WHAT IS NEEDED: Only the lines from the one containing "Annotation task — pin every instance of the roof" through the last line of the entries are wanted. Transcribe them exactly.

[Data items]
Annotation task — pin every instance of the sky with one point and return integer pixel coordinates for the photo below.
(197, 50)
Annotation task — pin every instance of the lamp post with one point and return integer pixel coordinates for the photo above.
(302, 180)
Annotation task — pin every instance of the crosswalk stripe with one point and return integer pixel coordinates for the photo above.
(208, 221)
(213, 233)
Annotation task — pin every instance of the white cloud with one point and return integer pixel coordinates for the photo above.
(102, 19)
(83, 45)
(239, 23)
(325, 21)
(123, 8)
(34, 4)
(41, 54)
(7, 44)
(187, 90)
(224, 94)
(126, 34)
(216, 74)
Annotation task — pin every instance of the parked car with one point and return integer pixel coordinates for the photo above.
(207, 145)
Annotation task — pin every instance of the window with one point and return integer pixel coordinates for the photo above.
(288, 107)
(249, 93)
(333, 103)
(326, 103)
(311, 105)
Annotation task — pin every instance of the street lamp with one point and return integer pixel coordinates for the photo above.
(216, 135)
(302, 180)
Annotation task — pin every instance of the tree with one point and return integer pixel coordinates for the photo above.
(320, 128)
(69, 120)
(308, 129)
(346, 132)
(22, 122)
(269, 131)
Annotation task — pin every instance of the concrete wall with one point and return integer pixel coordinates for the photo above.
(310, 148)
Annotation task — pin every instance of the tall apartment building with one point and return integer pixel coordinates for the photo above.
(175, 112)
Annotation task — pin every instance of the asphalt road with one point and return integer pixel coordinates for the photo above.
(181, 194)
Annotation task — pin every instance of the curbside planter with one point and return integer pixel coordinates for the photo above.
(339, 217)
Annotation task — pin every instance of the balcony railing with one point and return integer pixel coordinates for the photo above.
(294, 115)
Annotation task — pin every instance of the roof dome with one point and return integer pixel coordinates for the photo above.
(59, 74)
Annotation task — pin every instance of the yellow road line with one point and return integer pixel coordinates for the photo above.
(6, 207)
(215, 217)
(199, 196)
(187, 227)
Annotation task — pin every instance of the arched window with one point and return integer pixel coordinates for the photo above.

RESULT FOR THIS EXERCISE:
Annotation task — pin every instance of the roof dome with one point and return integer pixel coordinates for the photo above.
(59, 74)
Annotation task — pin every instance of the yellow road line with one point and return integer pixel coordinates for the photo above.
(6, 207)
(215, 217)
(199, 196)
(187, 227)
Annotation task — pin every instance of the arched window with one point and return integer pixel coordinates for the photo above.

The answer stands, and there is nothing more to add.